→ Items listed in a dataset
★ ★ ★
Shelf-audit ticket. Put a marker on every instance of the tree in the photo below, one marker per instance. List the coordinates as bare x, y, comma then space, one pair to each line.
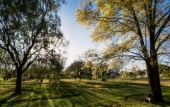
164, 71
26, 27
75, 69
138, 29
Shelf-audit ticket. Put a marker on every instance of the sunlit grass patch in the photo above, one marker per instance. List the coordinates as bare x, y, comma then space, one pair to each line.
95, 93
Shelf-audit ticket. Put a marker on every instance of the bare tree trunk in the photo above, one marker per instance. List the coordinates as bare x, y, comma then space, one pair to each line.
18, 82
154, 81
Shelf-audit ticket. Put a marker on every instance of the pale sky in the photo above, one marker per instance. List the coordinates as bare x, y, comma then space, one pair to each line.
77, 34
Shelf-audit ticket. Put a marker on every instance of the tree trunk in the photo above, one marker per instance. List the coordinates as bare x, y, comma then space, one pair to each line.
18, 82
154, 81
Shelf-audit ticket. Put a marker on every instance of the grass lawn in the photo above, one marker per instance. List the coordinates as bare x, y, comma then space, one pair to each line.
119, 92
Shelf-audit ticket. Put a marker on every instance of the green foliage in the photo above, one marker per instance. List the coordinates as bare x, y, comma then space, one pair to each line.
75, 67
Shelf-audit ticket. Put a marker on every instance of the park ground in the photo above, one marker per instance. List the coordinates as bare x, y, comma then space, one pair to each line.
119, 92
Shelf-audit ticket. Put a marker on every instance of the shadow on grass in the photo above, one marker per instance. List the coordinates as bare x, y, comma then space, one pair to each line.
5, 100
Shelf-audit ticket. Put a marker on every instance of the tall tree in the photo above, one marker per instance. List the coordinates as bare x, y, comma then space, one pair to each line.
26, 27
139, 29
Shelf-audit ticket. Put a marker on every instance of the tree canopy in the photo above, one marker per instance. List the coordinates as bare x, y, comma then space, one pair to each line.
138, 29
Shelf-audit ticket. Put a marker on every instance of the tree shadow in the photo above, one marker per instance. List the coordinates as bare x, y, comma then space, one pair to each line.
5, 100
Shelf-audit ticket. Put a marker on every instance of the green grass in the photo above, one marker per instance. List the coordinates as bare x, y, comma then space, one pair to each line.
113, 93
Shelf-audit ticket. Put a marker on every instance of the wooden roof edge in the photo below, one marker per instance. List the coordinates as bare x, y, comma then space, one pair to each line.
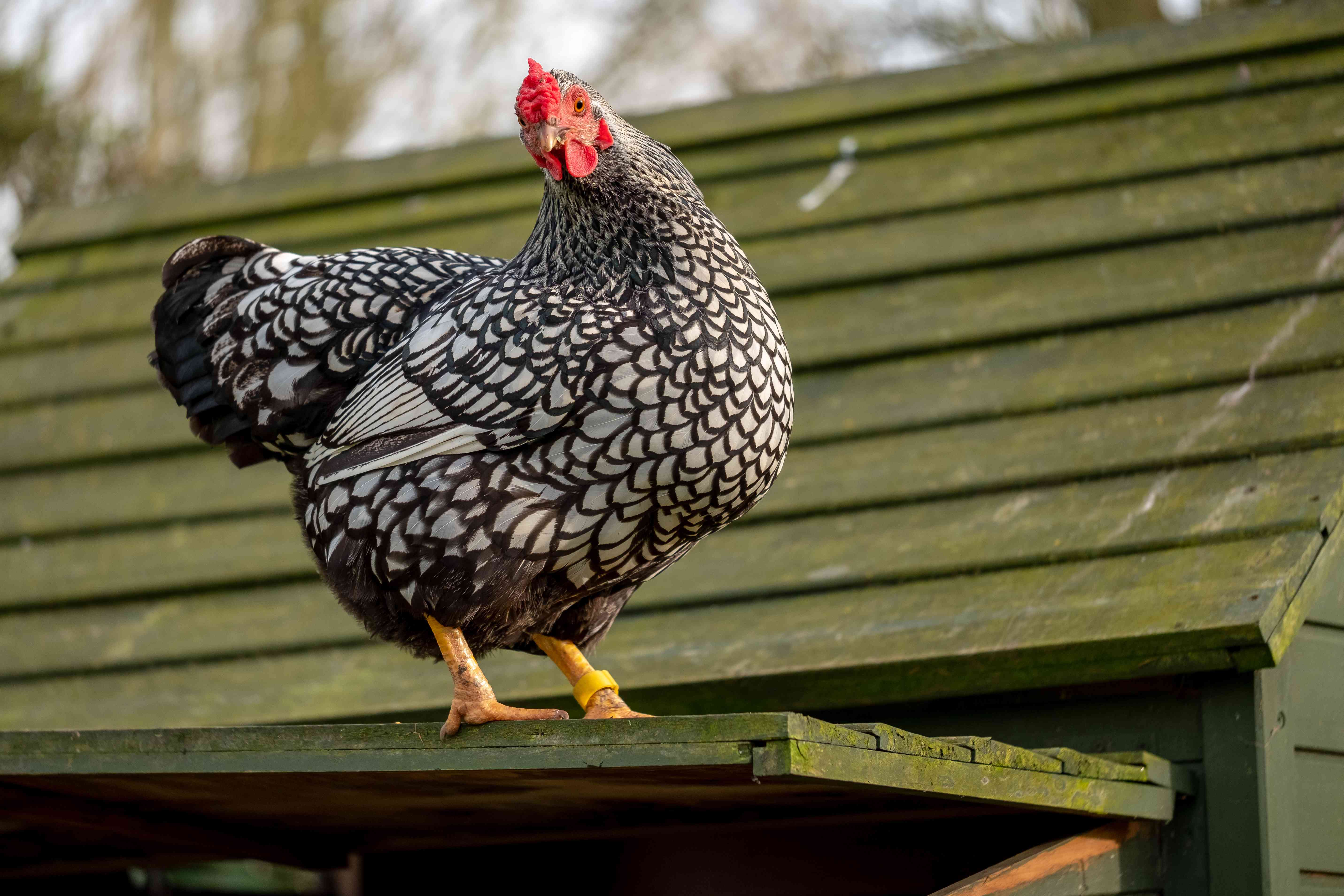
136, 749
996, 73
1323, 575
★ ★ ★
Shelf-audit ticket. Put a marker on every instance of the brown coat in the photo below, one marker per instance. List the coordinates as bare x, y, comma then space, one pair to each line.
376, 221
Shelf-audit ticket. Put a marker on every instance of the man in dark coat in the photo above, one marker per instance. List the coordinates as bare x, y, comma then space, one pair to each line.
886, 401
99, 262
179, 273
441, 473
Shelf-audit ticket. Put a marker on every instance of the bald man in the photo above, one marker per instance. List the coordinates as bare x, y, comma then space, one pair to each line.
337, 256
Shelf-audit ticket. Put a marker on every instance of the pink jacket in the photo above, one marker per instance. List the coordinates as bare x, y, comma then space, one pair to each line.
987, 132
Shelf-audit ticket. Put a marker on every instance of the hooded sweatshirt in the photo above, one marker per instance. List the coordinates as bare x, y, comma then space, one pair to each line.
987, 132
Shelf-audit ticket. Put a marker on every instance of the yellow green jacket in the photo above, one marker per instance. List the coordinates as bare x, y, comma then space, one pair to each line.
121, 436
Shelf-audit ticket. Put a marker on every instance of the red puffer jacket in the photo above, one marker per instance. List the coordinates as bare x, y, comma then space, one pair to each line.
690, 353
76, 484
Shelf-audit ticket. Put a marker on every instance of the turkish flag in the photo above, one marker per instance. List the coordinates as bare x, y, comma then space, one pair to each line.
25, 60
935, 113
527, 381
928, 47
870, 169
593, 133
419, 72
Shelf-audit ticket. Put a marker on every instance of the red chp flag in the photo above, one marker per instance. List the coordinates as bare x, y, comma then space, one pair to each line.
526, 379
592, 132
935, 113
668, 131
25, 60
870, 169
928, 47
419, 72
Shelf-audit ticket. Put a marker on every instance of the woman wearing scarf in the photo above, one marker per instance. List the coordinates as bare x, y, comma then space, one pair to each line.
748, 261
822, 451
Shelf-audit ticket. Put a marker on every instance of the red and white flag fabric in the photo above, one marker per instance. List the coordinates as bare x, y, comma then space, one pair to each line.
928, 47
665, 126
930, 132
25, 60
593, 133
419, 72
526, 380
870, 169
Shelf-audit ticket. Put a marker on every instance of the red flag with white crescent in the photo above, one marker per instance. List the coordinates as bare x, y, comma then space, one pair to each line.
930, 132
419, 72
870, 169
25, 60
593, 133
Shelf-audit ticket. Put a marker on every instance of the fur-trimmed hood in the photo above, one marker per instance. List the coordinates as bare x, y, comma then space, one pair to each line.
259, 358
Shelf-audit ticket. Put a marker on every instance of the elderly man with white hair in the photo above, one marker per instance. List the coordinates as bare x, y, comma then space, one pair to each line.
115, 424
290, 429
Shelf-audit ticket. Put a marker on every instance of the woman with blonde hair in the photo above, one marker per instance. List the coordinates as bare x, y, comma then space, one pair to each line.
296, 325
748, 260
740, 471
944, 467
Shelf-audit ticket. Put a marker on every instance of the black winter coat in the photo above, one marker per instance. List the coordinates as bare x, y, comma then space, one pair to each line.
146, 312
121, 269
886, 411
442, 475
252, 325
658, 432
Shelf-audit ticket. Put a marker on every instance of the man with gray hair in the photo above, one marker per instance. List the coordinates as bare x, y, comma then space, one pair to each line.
★ ★ ★
→ ASSIGNED TASK
From the records above, give again exactly the lines running from the line with "the red chp" to the line with "the man with", inclusive.

→ RESPONSE AREA
Shelf-audit ticket. Put a marker on every instance of the red chp flag in the photo above, one marker per instance. List the coordinates as bare x, y, comma then space, one pair to each line.
526, 379
592, 132
935, 113
668, 131
25, 60
870, 169
928, 47
419, 72
Shelf-audit ticket. Put a marker on every instance of the woman wearing scarf in the photo above, one marker per instance. List the coordinates as bare x, y, comma then space, one pair to each line.
748, 261
822, 451
Shelf-audit ticket. Put a marker on every instance of the red and white flag fabric in the photo above, one marker per instance. List the coordinates as bare x, y, comma then space, one pair to each line.
928, 47
665, 126
930, 132
25, 60
593, 133
419, 72
526, 380
870, 169
Shelf-audit ticket. Put a marker on every instance of the red flag with white crescent in the photo above, one marker per instance. List the coordinates as bare x, y, comma then space, one pair to each line.
930, 132
419, 72
870, 169
25, 60
593, 133
Shelf-audit ticket. Put a marker on every instance of the fur-trimmed hood in the photo above, one marker per instance. List the coordinates as bare x, y, comma then space, one pair to each line.
259, 358
Shelf-audit ticket. Put a marker on every instance of the elderly man with white hair in the photo above, one marker per instance. List the coordinates as bare x, y, comma then space, one pair to each line.
115, 424
290, 429
Shelf-audit ticket. Put a marker on every instance of the woman with blonde hair in the photo above, one marker per instance. List the coordinates as bare x, y, comma then space, one pair to each line.
296, 325
748, 260
740, 471
944, 467
Shelf-audit ticket. Put a marker on every instance of the black winter coat in the photo above, one marker per instance. List the coordinates as bare x, y, comma then space, one pair to each line.
146, 312
121, 269
886, 411
442, 475
252, 325
658, 432
Shelf-audit ticket. Put a marker on every instance of the man with gray hair in the photo above, one marker per instance. List the coordinates as bare x, y, comma then space, one pair to each line.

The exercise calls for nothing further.